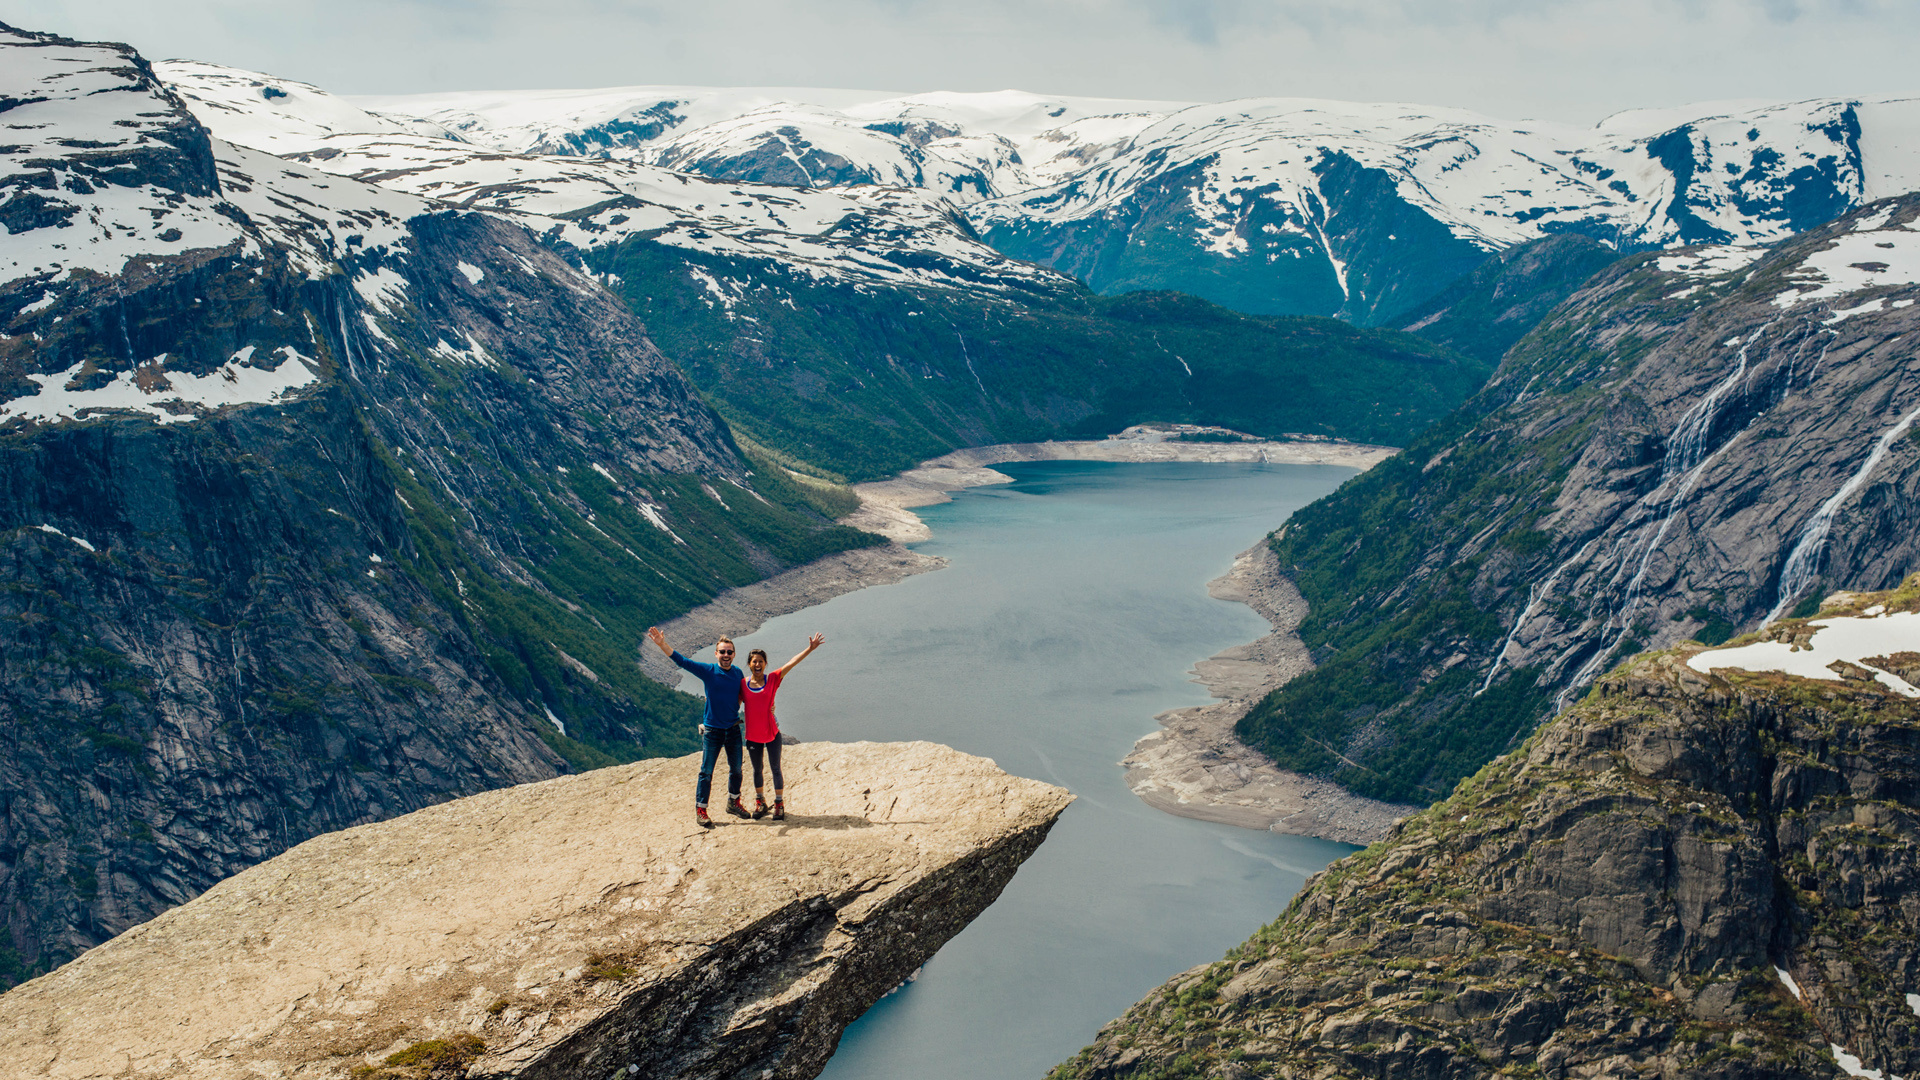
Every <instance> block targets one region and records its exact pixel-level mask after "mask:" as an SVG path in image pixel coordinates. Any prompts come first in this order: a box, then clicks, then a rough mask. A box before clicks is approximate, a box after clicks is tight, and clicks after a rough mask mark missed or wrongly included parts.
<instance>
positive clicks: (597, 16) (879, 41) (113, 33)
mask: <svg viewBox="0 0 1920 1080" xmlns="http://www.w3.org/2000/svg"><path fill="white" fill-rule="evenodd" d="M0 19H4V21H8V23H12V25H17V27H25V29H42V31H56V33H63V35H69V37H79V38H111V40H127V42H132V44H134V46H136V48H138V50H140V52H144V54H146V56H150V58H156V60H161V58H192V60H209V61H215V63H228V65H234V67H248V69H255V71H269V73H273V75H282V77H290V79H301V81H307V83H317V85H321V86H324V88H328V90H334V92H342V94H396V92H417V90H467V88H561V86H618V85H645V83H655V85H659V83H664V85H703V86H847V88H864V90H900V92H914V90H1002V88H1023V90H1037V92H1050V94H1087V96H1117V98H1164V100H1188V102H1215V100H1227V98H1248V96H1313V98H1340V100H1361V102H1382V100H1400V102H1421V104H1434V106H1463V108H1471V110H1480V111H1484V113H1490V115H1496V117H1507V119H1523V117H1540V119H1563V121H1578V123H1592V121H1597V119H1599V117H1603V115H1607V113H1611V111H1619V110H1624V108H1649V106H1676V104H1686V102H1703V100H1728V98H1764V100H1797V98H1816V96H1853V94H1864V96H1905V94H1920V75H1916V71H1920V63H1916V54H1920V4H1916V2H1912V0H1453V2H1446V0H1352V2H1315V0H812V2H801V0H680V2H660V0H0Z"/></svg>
####################
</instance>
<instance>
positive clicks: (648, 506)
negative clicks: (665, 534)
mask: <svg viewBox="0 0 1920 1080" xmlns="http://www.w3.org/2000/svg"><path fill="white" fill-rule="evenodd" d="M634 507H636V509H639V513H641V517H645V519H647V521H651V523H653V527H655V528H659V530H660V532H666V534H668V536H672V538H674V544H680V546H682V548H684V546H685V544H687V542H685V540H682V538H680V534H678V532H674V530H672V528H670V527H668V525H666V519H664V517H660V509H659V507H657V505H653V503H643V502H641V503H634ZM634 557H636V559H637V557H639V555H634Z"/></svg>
####################
### EXERCISE GOAL
Look through the records and count each line that holds "instance". Write only the total.

### RESPONSE BELOW
4